→ **Sayfa Alıntısı**
◆ ◆ ◆ ◆ ◆
23 Nisan 2015 Perşembe
Trabzonspor:2-1:Galatasaray
Ligin son haftaları yaklaşırken, şampiyonluk hedefinin ve heyecanın da hala varlığını koruyorsa, tek amaç vardır: Galip gelmek ve puan toplamına bir üç puanı daha eklemek... Ama Galatasaray, pazar gecesi Trabzon'da mağlup oldu ve haftayı puansız kapadı. Hele ki rakipleri Beşiktaş ve Fenerbahçe'nin galip geldiği bir hafta sonunda böyle bir mağlubiyet oldukça ağır oldu... Geriye 7 maç kalırken, rakiplerin mutlaka tökezleyeceğine inanıyorum da Hamza Hamzaoğlu'nun takımının artık puan kaybetme kredisi sona erdi...
Fenerbahçe futbol takımına Riza dönüşü yapılan silahlı saldırı sonrası liglere verilen bir haftalık aranın Galatasaraylı topçulara hiç de yaramadığını Trabzon'da izlemiş olduk. Özellikle ilk devre, hangi yönden estiği belli olmayan rüzgarın da etkisiyle, Galatasaray sahada hiç bir varlık gösteremedi. Trabzon takımı da öyle Muslera'yı pek zorlamadı da sahanın etkisizlerinden Selçuk'un kaptırdığı bir topla çıkılan kontra atakta "şansın" da yardımıyla ev sahibi Özer'le öne geçiverdi. yenilen gol de Galatasaray'ı "kış uykusundan" uyandırmadı ama Hamit'in sakatlanıp Emre Çolak'ın oyuna girmesi sarı-kırmızılılar adına kırılma noktalarından biriydi. 33. dakikadan sonra Galatasaray gol için daha çok rakip kaleye gitmeye çalıştı, özellikle Emre ile cesurca dikine gittiler ve ev sahibi kapanmak durumunda kaldı. Oyunun Trabzonspor yarı sahasına yıkılması Galatasaray adına pozisyon getirmese de, devre biterken Emre'nin uzun mesafeli şutu direkten dönerken, Burak kariyerinin en rahat pozisyonlarından birinde topu boş kaleye yuvarlayamıyordu... Soyunma odasına beraberlikle gidilmesi "işten bile değildi"...
◆ ◆ ◆ ◆ ◆
→ **Sağlanan Kayıtlar**
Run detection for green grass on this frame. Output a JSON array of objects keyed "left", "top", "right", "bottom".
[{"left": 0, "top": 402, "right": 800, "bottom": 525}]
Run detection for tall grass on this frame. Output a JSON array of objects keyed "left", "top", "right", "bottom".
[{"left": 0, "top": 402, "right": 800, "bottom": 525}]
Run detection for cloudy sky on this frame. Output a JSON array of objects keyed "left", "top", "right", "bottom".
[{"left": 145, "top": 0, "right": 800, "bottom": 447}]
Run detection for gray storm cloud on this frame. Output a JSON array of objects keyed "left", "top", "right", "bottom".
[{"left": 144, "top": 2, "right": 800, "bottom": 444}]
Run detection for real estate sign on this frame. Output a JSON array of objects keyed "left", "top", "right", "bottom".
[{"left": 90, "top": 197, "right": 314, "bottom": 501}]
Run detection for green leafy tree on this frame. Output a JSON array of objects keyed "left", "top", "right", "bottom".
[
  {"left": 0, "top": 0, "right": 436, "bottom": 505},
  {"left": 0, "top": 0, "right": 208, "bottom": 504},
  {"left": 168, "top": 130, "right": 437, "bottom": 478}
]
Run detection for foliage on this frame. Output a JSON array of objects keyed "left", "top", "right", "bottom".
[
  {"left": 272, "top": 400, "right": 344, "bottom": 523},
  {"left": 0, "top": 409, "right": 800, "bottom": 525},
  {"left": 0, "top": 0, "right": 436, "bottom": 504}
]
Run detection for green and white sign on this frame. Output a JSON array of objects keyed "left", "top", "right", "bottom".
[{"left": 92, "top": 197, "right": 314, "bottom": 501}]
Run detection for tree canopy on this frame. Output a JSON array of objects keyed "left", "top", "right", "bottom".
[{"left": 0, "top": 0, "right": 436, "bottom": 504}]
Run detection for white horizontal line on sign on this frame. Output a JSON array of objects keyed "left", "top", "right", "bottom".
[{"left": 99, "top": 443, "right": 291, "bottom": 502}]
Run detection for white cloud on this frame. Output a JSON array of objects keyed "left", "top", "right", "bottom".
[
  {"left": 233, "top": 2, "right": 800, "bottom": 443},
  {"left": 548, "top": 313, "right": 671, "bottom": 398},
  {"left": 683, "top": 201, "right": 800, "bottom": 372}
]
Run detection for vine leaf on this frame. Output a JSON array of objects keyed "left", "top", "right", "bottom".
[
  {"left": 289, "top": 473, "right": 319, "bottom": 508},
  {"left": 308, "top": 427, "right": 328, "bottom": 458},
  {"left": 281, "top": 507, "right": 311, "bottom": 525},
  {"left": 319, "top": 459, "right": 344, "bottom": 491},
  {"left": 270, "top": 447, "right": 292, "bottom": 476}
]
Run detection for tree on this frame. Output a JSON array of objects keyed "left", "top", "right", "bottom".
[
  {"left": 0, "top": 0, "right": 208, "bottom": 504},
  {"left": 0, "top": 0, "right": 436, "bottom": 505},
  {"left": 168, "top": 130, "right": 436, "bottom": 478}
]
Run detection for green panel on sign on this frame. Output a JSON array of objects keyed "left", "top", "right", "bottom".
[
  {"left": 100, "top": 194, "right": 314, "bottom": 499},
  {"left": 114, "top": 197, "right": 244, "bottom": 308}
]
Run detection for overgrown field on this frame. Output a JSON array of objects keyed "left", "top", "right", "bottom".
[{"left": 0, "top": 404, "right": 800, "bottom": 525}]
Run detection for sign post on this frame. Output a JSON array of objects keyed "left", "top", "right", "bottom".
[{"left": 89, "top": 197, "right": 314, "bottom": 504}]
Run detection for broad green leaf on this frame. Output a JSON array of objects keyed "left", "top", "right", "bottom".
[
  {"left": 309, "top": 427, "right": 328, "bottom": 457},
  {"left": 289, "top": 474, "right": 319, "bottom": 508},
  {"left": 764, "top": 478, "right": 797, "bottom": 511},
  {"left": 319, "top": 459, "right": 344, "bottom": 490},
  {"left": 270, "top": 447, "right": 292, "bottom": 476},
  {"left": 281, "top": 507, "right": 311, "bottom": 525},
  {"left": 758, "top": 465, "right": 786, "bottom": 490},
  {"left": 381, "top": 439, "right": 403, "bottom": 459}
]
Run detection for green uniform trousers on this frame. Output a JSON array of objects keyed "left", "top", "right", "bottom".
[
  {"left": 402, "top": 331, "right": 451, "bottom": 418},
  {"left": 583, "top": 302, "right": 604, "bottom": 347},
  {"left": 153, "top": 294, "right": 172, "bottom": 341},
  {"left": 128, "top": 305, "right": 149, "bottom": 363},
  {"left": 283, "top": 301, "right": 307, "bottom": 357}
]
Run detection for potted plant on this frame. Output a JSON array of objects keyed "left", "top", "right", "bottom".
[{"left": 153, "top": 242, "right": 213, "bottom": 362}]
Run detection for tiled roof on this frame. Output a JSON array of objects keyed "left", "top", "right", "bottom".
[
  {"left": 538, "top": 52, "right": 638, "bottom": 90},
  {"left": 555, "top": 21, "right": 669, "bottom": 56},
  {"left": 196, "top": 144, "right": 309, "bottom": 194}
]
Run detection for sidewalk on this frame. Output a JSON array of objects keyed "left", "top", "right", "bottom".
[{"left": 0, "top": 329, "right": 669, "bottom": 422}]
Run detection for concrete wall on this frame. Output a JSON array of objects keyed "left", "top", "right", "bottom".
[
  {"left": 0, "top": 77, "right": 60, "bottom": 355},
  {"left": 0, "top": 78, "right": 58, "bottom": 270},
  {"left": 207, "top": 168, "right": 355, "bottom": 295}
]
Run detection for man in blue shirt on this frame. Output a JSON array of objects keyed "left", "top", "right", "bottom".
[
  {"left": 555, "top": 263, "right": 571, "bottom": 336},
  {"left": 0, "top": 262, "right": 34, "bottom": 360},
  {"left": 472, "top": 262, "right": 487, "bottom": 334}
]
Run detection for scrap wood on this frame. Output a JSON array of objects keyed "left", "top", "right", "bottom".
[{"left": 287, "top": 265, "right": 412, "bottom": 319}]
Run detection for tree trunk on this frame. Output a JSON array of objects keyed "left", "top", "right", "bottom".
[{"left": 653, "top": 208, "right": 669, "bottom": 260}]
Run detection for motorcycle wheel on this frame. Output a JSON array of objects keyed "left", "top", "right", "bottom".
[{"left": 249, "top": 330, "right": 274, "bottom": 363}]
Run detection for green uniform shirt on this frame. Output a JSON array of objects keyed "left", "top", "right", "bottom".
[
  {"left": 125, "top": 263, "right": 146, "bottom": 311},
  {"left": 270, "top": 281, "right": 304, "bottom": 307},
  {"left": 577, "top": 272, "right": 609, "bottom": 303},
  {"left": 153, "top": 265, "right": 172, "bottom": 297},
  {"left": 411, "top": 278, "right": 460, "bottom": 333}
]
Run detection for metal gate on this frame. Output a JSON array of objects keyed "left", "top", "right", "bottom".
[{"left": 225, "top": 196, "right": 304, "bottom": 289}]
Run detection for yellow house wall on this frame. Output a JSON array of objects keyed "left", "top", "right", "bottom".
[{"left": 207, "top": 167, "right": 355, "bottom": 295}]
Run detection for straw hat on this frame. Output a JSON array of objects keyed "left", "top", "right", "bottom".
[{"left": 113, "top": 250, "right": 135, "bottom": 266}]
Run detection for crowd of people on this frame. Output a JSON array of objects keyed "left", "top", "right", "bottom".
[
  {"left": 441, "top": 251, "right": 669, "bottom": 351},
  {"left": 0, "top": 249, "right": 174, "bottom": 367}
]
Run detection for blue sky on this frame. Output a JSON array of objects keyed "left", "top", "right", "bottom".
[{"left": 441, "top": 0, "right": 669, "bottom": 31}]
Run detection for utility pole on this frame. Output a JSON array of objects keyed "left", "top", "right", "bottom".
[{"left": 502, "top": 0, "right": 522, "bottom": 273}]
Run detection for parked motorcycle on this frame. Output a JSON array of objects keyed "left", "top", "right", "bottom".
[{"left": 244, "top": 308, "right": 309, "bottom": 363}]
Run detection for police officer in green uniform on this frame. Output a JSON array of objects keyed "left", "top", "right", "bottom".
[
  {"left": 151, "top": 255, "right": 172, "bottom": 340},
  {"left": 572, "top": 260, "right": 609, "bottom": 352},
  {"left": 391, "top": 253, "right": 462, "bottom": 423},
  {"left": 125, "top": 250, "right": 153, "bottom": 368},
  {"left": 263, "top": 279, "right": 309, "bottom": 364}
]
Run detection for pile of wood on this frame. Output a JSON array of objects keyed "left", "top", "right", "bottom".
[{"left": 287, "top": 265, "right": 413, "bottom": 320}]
◆ ◆ ◆ ◆ ◆
→ **Yönergeler**
**a.** Maç yorumunda adı geçen futbol kulüplerinin tamamını sıralayın.
**b.** Maç yorumunun "23 Nisan 2015" ile başlayıp "kredisi sona erdi..." ifadesiyle (bu ifade dahil) biten kısmını, "Beşiktaş" yerine "Başakşehir" getirerek yeniden yazın.
**c.** Maç yorumunu bıraktığı yerden ele alıp bir sonraki bölümünü yazın.
Bu kayıtlara ihtiyaç duyulmayacaktır.

→ **Cevap Anahtarı**
**a.** Trabzonspor, Galatasaray, Beşiktaş, Fenerbahçe

**b.**
23 Nisan 2015 Perşembe
Trabzonspor:2-1:Galatasaray
Ligin son haftaları yaklaşırken, şampiyonluk hedefinin ve heyecanın da hala varlığını koruyorsa, tek amaç vardır: Galip gelmek ve puan toplamına bir üç puanı daha eklemek... Ama Galatasaray, pazar gecesi Trabzon'da mağlup oldu ve haftayı puansız kapadı. Hele ki rakipleri Başakşehir ve Fenerbahçe'nin galip geldiği bir hafta sonunda böyle bir mağlubiyet oldukça ağır oldu... Geriye 7 maç kalırken, rakiplerin mutlaka tökezleyeceğine inanıyorum da Hamza Hamzaoğlu'nun takımının artık puan kaybetme kredisi sona erdi...

**c.**
İçerde ne konuşuldu bilinmez de ikinci devreye bambaşka bir Galatasaray sahaya çıktı. Dalmış oldukları derin uykudan uyanmışlar, şampiyonluğun ellerinden kaçmakta olduğunu kavramış futbolcular önce beraberlik, sonra da galibiyet için Hakan kalesine geliyordu da, bu anlarda ya file bekçisi başarılı oluyor, ya da topun canı filelerle kucaklaşmak istemiyordu. Şampiyonlar Liginde Beşiktaş formasıyla Liverpool'dan 8 gol yedikten sonra kariyer grafiği dibe doğru hareketlenen Hakan Arıkan, hangi takımda oynadıysa oynasın Galatasaray'a karşı başarılı maçlar çıkartmıştı, pazar gecesi olduğu gibi. Galatasaray'a karşı ayrı bir motivasyonu var demek... Galatasaray yine de bu olumsuz faktörlere rağmen beraberliği Emre Çolak'ın "şık" vuruşuyla bulurken, galibiyeti de arzuladı ama son dakikalarda "Dimyata pirince giderken evdeki bulgurdan da oldu" ve bu sezon Galatasaray maçlarını boş geçmeyen Medjani ile ev sahibi 2-1lik bir galibiyetin sahibi oldu.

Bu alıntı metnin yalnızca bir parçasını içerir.